■ **EXTRACT**:
◆ ◆ ◆ ◆ ◆ ◆ ◆
Like a casino resort, gambling only makes up 10% of the products that would be offered, Clark said, but would bring in the most revenue.

According to campaign finance reports, Atlanta Motor Speedway contributed $1,000 since the beginning of the year to campaigns for Reps. Alan Powell, R-Hartwell, Brett Harrell, R-Snellville, and Ron Stephens, R-Savannah, all co-chairs of the economic growth committee considering the legalization of gambling.

Their state Senate counterparts, Sens. Brandon Beach, R-Alpharetta, and Steve Gooch, R-Dahlonega, who chair the Senate study committee on gambling, also received $1,000 contributions from the speedway.

House Speaker Ralston who called for the committee also received $1,000 from the speedway this year.

The second day of the special committee featured more casino and betting boosters.

But tribal representatives gave Georgia lawmakers a taste of the benefits of even a smaller operation. The Poarch Creek Indian Tribe — a sovereign tribe mainly located in Alabama — introduced gaming to rural Alabama areas under the regulation of the federal government and their own tribal gaming entity.

The tribe's Wind Creek Hospitality business has focused on bringing a smaller, family-friendly, resort-style operation to what it called "the middle of a cotton field.” The complex has a separate entrance through a non-gaming portion of the facility for families.
◆ ◆ ◆ ◆ ◆ ◆ ◆
■ **REQUIREMENT A**:
Summarize the excerpt on Georgia's gambling debate in two sentences.
■ **REQUIREMENT B**:
Carry on the excerpt about Georgia's gambling debate, picking up after its final sentence.

Stored data
◆ ◆ ◆ ◆ ◆ ◆ ◆
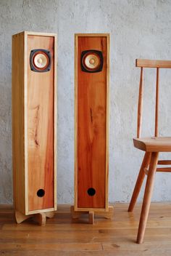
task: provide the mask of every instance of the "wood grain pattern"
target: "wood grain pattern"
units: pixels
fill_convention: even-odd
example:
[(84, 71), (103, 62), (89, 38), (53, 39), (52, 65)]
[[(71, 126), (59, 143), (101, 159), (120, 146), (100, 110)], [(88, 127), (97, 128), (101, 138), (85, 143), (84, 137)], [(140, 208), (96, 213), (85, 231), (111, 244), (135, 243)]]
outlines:
[(143, 119), (143, 70), (141, 68), (139, 95), (138, 104), (137, 137), (140, 137)]
[[(77, 38), (76, 38), (77, 39)], [(78, 208), (106, 207), (107, 161), (107, 36), (78, 36)], [(80, 55), (83, 50), (103, 52), (104, 67), (99, 73), (83, 72)], [(77, 82), (76, 81), (76, 82)], [(96, 189), (88, 196), (89, 188)]]
[[(28, 166), (29, 211), (54, 206), (54, 47), (51, 36), (28, 36)], [(33, 72), (30, 53), (46, 49), (51, 55), (51, 71)], [(45, 191), (43, 197), (37, 196)]]
[(151, 137), (133, 139), (134, 146), (148, 152), (170, 152), (171, 137)]
[(12, 169), (14, 205), (25, 213), (25, 92), (24, 92), (25, 33), (12, 36)]
[[(38, 48), (51, 51), (50, 72), (30, 71), (30, 49)], [(56, 34), (12, 36), (14, 201), (23, 216), (57, 209), (56, 64)], [(37, 188), (46, 190), (45, 196), (38, 199)]]
[[(171, 68), (171, 61), (169, 60), (136, 60), (136, 67), (141, 67), (139, 100), (138, 106), (138, 132), (137, 138), (133, 139), (134, 146), (141, 151), (146, 151), (146, 156), (151, 155), (149, 168), (144, 164), (144, 159), (137, 179), (133, 191), (131, 201), (128, 211), (132, 211), (136, 201), (137, 196), (140, 192), (145, 175), (147, 175), (146, 189), (143, 196), (143, 202), (141, 209), (139, 228), (137, 236), (137, 243), (141, 244), (143, 240), (147, 218), (149, 212), (151, 197), (154, 183), (154, 175), (156, 172), (170, 172), (171, 168), (157, 168), (157, 164), (170, 164), (170, 160), (159, 161), (158, 157), (160, 152), (171, 152), (171, 137), (159, 137), (159, 68)], [(155, 129), (154, 137), (139, 138), (141, 132), (141, 119), (142, 118), (142, 76), (143, 68), (156, 68), (156, 105), (155, 105)], [(139, 111), (140, 110), (140, 111)], [(139, 124), (139, 125), (138, 125)]]
[(157, 84), (156, 84), (156, 109), (155, 109), (155, 132), (154, 136), (159, 136), (159, 69), (157, 68)]
[(171, 204), (152, 203), (144, 243), (135, 243), (141, 204), (128, 212), (128, 204), (114, 204), (112, 220), (87, 216), (72, 220), (70, 205), (59, 205), (45, 227), (33, 220), (16, 225), (12, 205), (0, 205), (0, 254), (21, 256), (170, 256)]
[(149, 170), (147, 176), (146, 188), (144, 191), (143, 205), (141, 212), (140, 223), (137, 236), (137, 243), (142, 244), (146, 230), (147, 219), (149, 212), (151, 198), (152, 196), (154, 184), (154, 177), (158, 161), (159, 152), (151, 153), (151, 160), (149, 165)]
[(135, 65), (139, 68), (171, 68), (171, 61), (136, 59)]
[(144, 169), (148, 168), (149, 163), (150, 163), (150, 159), (151, 159), (151, 153), (150, 152), (146, 152), (143, 156), (143, 159), (140, 168), (140, 172), (138, 174), (138, 176), (137, 177), (136, 183), (133, 192), (133, 195), (130, 199), (129, 208), (128, 208), (128, 212), (133, 212), (133, 208), (135, 207), (135, 204), (136, 203), (138, 196), (139, 195), (141, 188), (143, 185), (143, 182), (145, 177), (146, 173), (144, 172)]

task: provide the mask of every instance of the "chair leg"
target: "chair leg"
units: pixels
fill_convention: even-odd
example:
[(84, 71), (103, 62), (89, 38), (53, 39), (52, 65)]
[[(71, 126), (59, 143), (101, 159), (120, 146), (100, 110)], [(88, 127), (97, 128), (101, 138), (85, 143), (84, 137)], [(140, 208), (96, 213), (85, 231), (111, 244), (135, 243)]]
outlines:
[(157, 165), (159, 158), (159, 152), (153, 152), (151, 153), (151, 159), (149, 165), (149, 170), (146, 180), (146, 185), (144, 191), (143, 205), (141, 209), (140, 223), (137, 236), (137, 243), (142, 244), (145, 229), (146, 226), (147, 219), (149, 212), (151, 198), (152, 196), (154, 177), (157, 169)]
[(143, 171), (144, 168), (148, 168), (150, 162), (150, 159), (151, 159), (151, 152), (146, 152), (143, 162), (140, 169), (140, 172), (137, 178), (137, 181), (133, 190), (133, 193), (132, 195), (132, 198), (130, 202), (129, 208), (128, 208), (128, 212), (133, 212), (133, 208), (135, 207), (135, 204), (136, 203), (137, 198), (139, 195), (140, 190), (141, 188), (144, 177), (145, 177), (145, 172)]

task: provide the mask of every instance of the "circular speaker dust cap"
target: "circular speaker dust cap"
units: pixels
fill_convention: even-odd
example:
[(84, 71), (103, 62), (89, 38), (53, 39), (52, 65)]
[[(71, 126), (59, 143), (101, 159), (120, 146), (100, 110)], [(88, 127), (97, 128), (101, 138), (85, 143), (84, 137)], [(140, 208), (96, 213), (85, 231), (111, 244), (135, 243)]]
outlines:
[(51, 53), (43, 49), (31, 50), (30, 56), (30, 68), (35, 72), (46, 72), (51, 69)]

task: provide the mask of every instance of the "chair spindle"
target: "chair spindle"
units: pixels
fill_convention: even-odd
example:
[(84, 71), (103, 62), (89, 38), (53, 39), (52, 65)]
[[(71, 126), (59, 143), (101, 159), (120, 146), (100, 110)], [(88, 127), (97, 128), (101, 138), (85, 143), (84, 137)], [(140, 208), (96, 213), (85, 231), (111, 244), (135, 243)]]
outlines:
[(156, 84), (156, 111), (155, 111), (155, 137), (159, 136), (159, 69), (157, 68), (157, 84)]
[(138, 105), (137, 137), (141, 136), (143, 116), (143, 69), (141, 68), (139, 96)]

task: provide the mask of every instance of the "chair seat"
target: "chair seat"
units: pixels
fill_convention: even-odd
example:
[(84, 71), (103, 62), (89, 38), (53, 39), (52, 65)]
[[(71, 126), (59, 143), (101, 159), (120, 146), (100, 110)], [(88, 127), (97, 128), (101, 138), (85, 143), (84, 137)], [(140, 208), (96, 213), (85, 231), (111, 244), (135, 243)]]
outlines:
[(134, 147), (146, 152), (171, 152), (171, 137), (133, 139)]

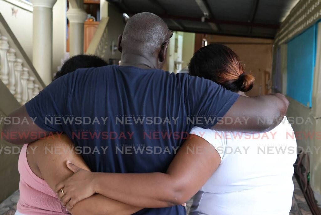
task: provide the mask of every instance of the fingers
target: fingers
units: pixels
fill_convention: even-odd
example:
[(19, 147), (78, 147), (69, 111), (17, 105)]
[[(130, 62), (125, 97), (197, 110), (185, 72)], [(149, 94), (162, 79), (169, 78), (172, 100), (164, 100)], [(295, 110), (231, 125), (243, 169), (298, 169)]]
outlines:
[(67, 167), (68, 167), (68, 169), (72, 171), (74, 173), (82, 169), (73, 164), (70, 161), (67, 161), (66, 163)]
[(78, 201), (76, 199), (72, 198), (68, 202), (66, 205), (66, 208), (68, 210), (71, 210), (74, 207), (74, 206), (76, 204), (76, 203), (78, 202)]
[(67, 203), (68, 203), (71, 199), (71, 196), (66, 194), (61, 198), (60, 201), (61, 202), (61, 205), (63, 206), (65, 206)]
[[(65, 192), (65, 191), (64, 191), (64, 192)], [(58, 192), (58, 193), (57, 193), (57, 195), (58, 196), (58, 199), (59, 200), (61, 200), (61, 199), (64, 197), (65, 195), (64, 195), (61, 192)]]
[[(56, 187), (55, 188), (55, 192), (56, 193), (58, 193), (58, 192), (60, 192), (60, 191), (61, 189), (62, 189), (64, 187), (65, 187), (64, 182), (61, 182), (57, 184), (57, 185), (56, 185)], [(64, 192), (65, 191), (64, 191)]]

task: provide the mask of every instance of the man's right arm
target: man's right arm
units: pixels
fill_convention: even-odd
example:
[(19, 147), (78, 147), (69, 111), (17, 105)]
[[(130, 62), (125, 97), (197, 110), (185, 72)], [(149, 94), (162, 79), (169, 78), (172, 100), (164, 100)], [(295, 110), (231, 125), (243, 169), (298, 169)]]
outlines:
[[(250, 133), (269, 131), (282, 121), (289, 104), (285, 97), (279, 93), (254, 97), (240, 96), (212, 128)], [(233, 123), (224, 123), (231, 121), (230, 119)]]
[(203, 78), (189, 76), (187, 82), (183, 89), (187, 114), (200, 117), (201, 123), (194, 125), (205, 128), (266, 132), (282, 121), (289, 106), (279, 93), (247, 97)]

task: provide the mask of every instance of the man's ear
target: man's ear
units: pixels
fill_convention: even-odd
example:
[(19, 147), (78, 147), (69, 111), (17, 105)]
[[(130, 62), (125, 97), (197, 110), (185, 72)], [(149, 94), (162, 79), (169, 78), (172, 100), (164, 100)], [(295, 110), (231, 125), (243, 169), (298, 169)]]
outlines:
[(121, 46), (121, 40), (123, 39), (123, 34), (121, 34), (118, 37), (118, 41), (117, 42), (117, 48), (118, 51), (121, 53), (123, 51), (123, 47)]
[(160, 51), (158, 56), (160, 62), (163, 62), (166, 60), (166, 54), (167, 52), (167, 48), (168, 47), (168, 44), (169, 43), (169, 40), (163, 44), (160, 48)]

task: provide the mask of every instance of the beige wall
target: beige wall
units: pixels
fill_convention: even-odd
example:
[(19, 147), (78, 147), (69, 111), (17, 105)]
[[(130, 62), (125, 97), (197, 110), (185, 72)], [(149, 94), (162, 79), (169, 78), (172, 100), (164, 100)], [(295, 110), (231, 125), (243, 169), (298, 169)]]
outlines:
[(264, 95), (265, 89), (264, 73), (272, 70), (273, 40), (267, 39), (206, 35), (208, 44), (221, 43), (233, 50), (245, 64), (246, 73), (252, 73), (255, 78), (249, 96)]
[[(13, 4), (23, 2), (18, 0), (0, 0), (0, 13), (30, 60), (32, 61), (32, 8), (28, 4), (21, 4), (20, 5), (21, 7)], [(15, 15), (12, 14), (13, 8), (17, 10)]]
[(119, 13), (118, 9), (112, 5), (108, 4), (108, 14), (109, 17), (107, 24), (108, 50), (105, 56), (105, 60), (107, 61), (109, 58), (120, 59), (121, 53), (118, 50), (114, 54), (112, 54), (111, 45), (113, 41), (117, 45), (118, 36), (123, 33), (125, 23), (123, 18), (123, 14)]
[[(20, 106), (15, 98), (2, 81), (0, 81), (0, 96), (2, 102), (0, 102), (0, 117), (5, 117), (13, 110)], [(5, 101), (5, 102), (3, 102)], [(0, 124), (1, 130), (3, 123)], [(19, 152), (19, 149), (0, 138), (0, 202), (12, 194), (19, 188), (20, 176), (18, 171), (18, 160), (19, 154), (13, 154), (4, 151), (4, 147), (14, 146), (14, 152)], [(8, 152), (8, 151), (6, 150)]]
[(195, 43), (195, 34), (194, 33), (184, 32), (183, 41), (183, 63), (182, 68), (187, 67), (191, 58), (194, 54)]
[(176, 46), (175, 39), (178, 35), (183, 36), (183, 51), (182, 53), (182, 69), (187, 67), (191, 58), (194, 54), (194, 45), (195, 42), (195, 33), (180, 31), (175, 31), (173, 36), (170, 38), (169, 44), (167, 50), (166, 61), (163, 68), (165, 71), (171, 72), (175, 71), (175, 64), (174, 61), (177, 57), (177, 53), (175, 53)]

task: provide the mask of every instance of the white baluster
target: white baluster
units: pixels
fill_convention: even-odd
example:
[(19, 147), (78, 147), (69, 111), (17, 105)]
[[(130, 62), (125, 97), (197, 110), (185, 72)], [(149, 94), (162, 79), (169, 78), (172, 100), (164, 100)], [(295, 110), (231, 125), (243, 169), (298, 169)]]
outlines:
[(0, 79), (4, 84), (7, 85), (9, 83), (9, 65), (8, 64), (7, 53), (9, 49), (9, 44), (8, 39), (2, 36), (0, 38), (0, 55), (1, 56), (1, 67), (0, 68)]
[(8, 87), (13, 94), (16, 93), (16, 74), (14, 72), (14, 62), (16, 61), (16, 51), (10, 49), (8, 53), (8, 61), (9, 64), (9, 85)]
[(35, 84), (35, 87), (33, 88), (33, 97), (34, 97), (39, 93), (39, 86), (37, 84)]
[(32, 90), (34, 87), (34, 84), (33, 81), (35, 80), (35, 78), (30, 76), (29, 77), (29, 80), (27, 82), (27, 87), (28, 88), (28, 100), (30, 100), (34, 97)]
[(16, 94), (14, 97), (20, 103), (21, 102), (21, 93), (22, 87), (21, 86), (21, 72), (22, 71), (22, 60), (17, 59), (14, 63), (14, 72), (16, 75)]
[(22, 93), (21, 95), (21, 104), (23, 105), (28, 101), (28, 88), (27, 86), (27, 81), (29, 78), (29, 70), (24, 67), (23, 71), (21, 74), (21, 86)]

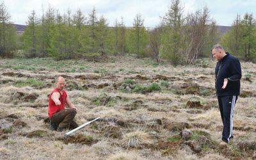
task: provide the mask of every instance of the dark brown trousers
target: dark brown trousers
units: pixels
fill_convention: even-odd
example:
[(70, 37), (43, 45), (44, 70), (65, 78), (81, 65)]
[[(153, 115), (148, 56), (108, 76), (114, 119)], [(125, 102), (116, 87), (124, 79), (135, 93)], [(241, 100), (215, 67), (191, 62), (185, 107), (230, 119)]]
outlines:
[(58, 124), (59, 128), (73, 129), (79, 126), (74, 120), (76, 115), (76, 111), (74, 109), (65, 109), (54, 113), (51, 121)]

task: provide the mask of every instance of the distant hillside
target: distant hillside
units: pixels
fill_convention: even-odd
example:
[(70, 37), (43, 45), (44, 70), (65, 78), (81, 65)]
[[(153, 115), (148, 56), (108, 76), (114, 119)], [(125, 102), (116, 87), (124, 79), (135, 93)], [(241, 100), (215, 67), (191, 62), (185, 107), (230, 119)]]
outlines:
[(217, 26), (218, 30), (221, 33), (221, 34), (225, 34), (226, 32), (231, 29), (230, 26)]

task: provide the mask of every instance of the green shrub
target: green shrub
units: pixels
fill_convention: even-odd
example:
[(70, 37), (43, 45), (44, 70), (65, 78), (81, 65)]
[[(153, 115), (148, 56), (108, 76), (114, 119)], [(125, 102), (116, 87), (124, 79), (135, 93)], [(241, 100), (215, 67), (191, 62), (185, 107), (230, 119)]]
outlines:
[(45, 84), (44, 81), (38, 81), (34, 78), (29, 78), (24, 81), (18, 81), (15, 86), (17, 87), (32, 86), (37, 88), (43, 87)]
[(164, 86), (166, 88), (168, 88), (170, 86), (170, 83), (168, 82), (164, 81), (161, 81), (160, 82), (160, 84), (161, 86)]
[(147, 93), (147, 92), (152, 92), (154, 91), (160, 90), (161, 88), (158, 83), (152, 83), (149, 86), (142, 86), (140, 84), (135, 84), (134, 85), (134, 88), (132, 91), (134, 92), (140, 92), (140, 93)]
[(134, 84), (136, 83), (136, 82), (131, 79), (126, 79), (125, 80), (124, 80), (124, 81), (123, 82), (123, 83), (125, 84)]

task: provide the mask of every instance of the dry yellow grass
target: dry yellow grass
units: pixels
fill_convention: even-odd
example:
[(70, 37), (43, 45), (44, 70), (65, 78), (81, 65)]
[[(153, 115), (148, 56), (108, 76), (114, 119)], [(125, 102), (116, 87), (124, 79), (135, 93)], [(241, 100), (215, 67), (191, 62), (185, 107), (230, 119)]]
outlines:
[[(4, 60), (0, 60), (1, 67), (3, 67), (0, 68), (0, 121), (8, 122), (12, 125), (15, 120), (19, 120), (27, 124), (20, 127), (12, 126), (12, 129), (5, 131), (6, 133), (1, 133), (0, 158), (253, 158), (252, 151), (242, 152), (233, 149), (228, 150), (230, 154), (227, 155), (217, 149), (219, 147), (218, 145), (215, 149), (207, 148), (206, 146), (200, 154), (193, 151), (188, 145), (178, 146), (177, 148), (179, 149), (175, 154), (163, 154), (170, 152), (168, 145), (173, 145), (172, 143), (175, 144), (175, 140), (172, 139), (172, 136), (179, 135), (180, 131), (187, 127), (193, 131), (203, 131), (209, 133), (214, 141), (218, 141), (220, 140), (222, 122), (214, 93), (211, 92), (209, 95), (202, 95), (180, 92), (185, 90), (181, 86), (189, 83), (196, 84), (203, 90), (214, 90), (215, 61), (209, 61), (209, 67), (202, 68), (196, 66), (173, 67), (168, 63), (156, 66), (148, 59), (140, 60), (131, 56), (110, 57), (110, 59), (109, 61), (106, 63), (88, 62), (84, 60), (77, 60), (76, 63), (71, 60), (63, 61), (61, 62), (67, 65), (63, 67), (57, 67), (61, 65), (61, 62), (53, 61), (50, 59), (39, 59), (39, 63), (36, 63), (38, 59), (36, 59), (35, 62), (31, 63), (32, 67), (44, 66), (42, 67), (44, 70), (17, 70), (14, 67), (17, 64), (24, 65), (18, 60), (9, 60), (10, 67), (6, 63)], [(241, 65), (243, 73), (241, 79), (242, 92), (250, 91), (252, 94), (256, 95), (256, 65), (242, 62)], [(64, 69), (61, 69), (63, 68)], [(74, 68), (75, 72), (65, 70), (66, 68)], [(79, 68), (84, 69), (80, 70)], [(6, 72), (20, 73), (22, 75), (20, 77), (2, 76), (3, 73)], [(244, 79), (246, 74), (250, 75), (252, 82)], [(92, 137), (95, 141), (90, 145), (79, 143), (66, 144), (61, 139), (64, 132), (51, 131), (49, 125), (44, 123), (44, 118), (47, 116), (47, 94), (54, 87), (54, 79), (56, 76), (60, 75), (67, 76), (67, 86), (73, 84), (74, 88), (71, 90), (68, 90), (68, 93), (79, 109), (76, 115), (78, 123), (82, 124), (98, 116), (102, 118), (101, 121), (95, 122), (74, 134)], [(171, 78), (165, 80), (154, 79), (157, 75)], [(29, 77), (28, 77), (28, 76)], [(80, 76), (86, 78), (76, 77)], [(138, 76), (146, 79), (136, 79)], [(45, 83), (45, 86), (42, 88), (35, 87), (28, 84), (28, 86), (17, 86), (19, 82), (28, 79), (43, 81)], [(137, 84), (141, 85), (157, 83), (161, 87), (161, 90), (141, 93), (120, 90), (118, 84), (127, 79), (132, 79)], [(161, 86), (163, 81), (168, 82), (170, 86), (166, 88)], [(100, 86), (100, 84), (105, 83), (108, 84), (107, 86)], [(88, 85), (88, 89), (79, 88), (81, 84)], [(93, 101), (104, 93), (110, 97), (106, 104)], [(35, 95), (35, 97), (26, 97), (30, 95)], [(28, 99), (25, 100), (25, 99)], [(236, 129), (234, 131), (234, 143), (231, 145), (234, 148), (237, 147), (239, 141), (256, 139), (255, 99), (253, 95), (238, 99), (234, 118), (234, 124)], [(189, 108), (187, 105), (188, 100), (198, 100), (201, 105), (208, 108)], [(209, 106), (211, 106), (209, 107)], [(1, 123), (0, 124), (2, 125)], [(106, 132), (115, 131), (106, 129), (109, 126), (121, 131), (121, 136), (111, 138), (106, 136), (109, 134)], [(35, 134), (31, 138), (26, 136), (33, 132), (37, 134)], [(159, 147), (160, 142), (163, 147)]]

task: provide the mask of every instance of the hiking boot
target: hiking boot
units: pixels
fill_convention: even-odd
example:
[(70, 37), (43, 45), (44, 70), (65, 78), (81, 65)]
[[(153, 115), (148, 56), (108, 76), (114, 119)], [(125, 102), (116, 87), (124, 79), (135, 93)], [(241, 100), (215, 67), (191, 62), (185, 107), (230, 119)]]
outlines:
[(226, 142), (225, 142), (225, 141), (221, 141), (219, 145), (220, 145), (220, 146), (222, 146), (222, 147), (225, 147), (225, 146), (227, 146), (227, 145), (228, 145), (228, 143), (226, 143)]
[(64, 128), (61, 128), (61, 127), (58, 127), (58, 129), (57, 129), (57, 131), (58, 131), (58, 132), (62, 132), (62, 131), (63, 131), (64, 130), (65, 130)]
[(50, 129), (51, 131), (56, 131), (58, 129), (58, 124), (56, 123), (52, 123), (50, 120)]

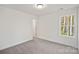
◆ ◆ ◆ ◆ ◆ ◆ ◆
■ **EXERCISE OUTPUT A**:
Atlanta Motor Speedway gave $1,000 this year to the campaigns of the House and Senate committee chairs studying the legalization of gambling, and to House Speaker Ralston, who called for the committee. On the committee's second day, Poarch Creek Indian Tribe representatives described how their Wind Creek Hospitality business brought smaller, family-friendly, resort-style gaming to rural Alabama.

■ **EXERCISE OUTPUT B**:
“It’s something we are proud of and we can do, but not let the Poarch Creek Indians be only about gaming,” Robbie McGhee, vice president of the Poarch Creek Indian Tribal Council, said. “If you’re going to do any type of gaming, it needs to be focused on creating those destination resort-style places that you can be proud of, that you know that is going to bring that economic return."

McGhee brought the local sheriff of the county where the casino sits, who testified against the preconception that casinos spike crime rates.

“The good thing about casinos are there are cameras everywhere, everywhere,” Heath Jackson, sheriff of Escambia County in Alabama, said. “Most people who are looking to meet prostitutes or do drugs are looking to do it where nobody’s watching.”

Rep. Rick Williams, R-Milledgeville, asked about increases in domestic disputes due to the casino's presence. Jackson said he has not seen a correlation between the two.

But evangelicals have long argued against gambling as a “social vice.” The Rev. Mike Griffin, representative from the Georgia Baptist Mission Board, said the committee has been hearing straight from the “foxes in charge of the hen house.” The Baptist Church in Georgia represents about 1.4 million residents.

“I am asking you to consider what has been shot down for two days,” Griffin said, “and that is the social cost of this industry, that has been proven over decades now.”

Griffin listed the concern of the religious community that gambling and casinos could increase human trafficking, under-age gambling and have negative effects on the foster-care system.

“You can tax as much as you want and pour as much money out of it but it still doesn’t change the nature of the character of what you’re talking about,” Griffin said.

Despite arguments for gambling or against it, initial investment costs versus revenue to the state was the main focus the first two days of the special committee. A testimonial from building associations praised the creation of jobs and on-site training to fill labor shortages. Cross-industry benefits of casinos, such as film locations, was brought up in regard to Georgia’s expansive film industry.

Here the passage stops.